# [Görev Talimatı]
Aşağıdaki Alevilik konulu yazıda Turan Eser için belirtilen bütün görev ve unvanları sıralayınız.

# [Belge]
16.4 C
İstanbul
13 Ekim 2024, Pazar

Aleviliğe Başka Bir Yaklaşım Mümkün mü?

Turan Eser
Turan Eser
Yol TV Haber Portalı Yayın Koordinatörü. Yazar ve Yapımcı.

Muharrem ayı ve Matem orucuna ilişkin bazı tartışmalar, her sene olduğu gibi bu sene de sosyal medya sayfalarında ve gruplarında büyüyor. İfade hürriyeti kapsamında ele alınıp fikir alışverişini zenginleştirebilme olanağı yaratabilecek bu tartışmalar, ne yazık ki mutlak suretle doğruluğun iddia edildiği tebligatlardan ileri gidemiyor. Yankı odalarına hapsolmuş beyanatlar olarak kalıyor.

# [Verilen Veriler]

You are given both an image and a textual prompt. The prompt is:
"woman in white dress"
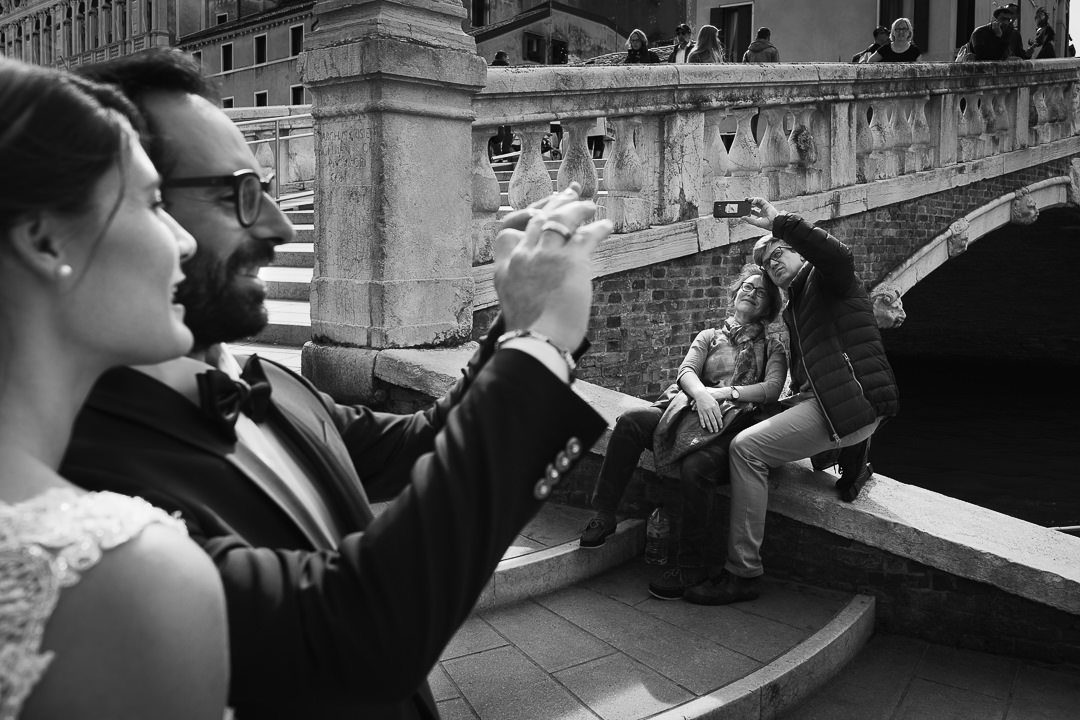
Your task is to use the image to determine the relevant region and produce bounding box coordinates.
[0,58,228,720]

# [Yazılı Cevap]
- Yol TV Haber Portalı Yayın Koordinatörü
- Yazar
- Yapımcı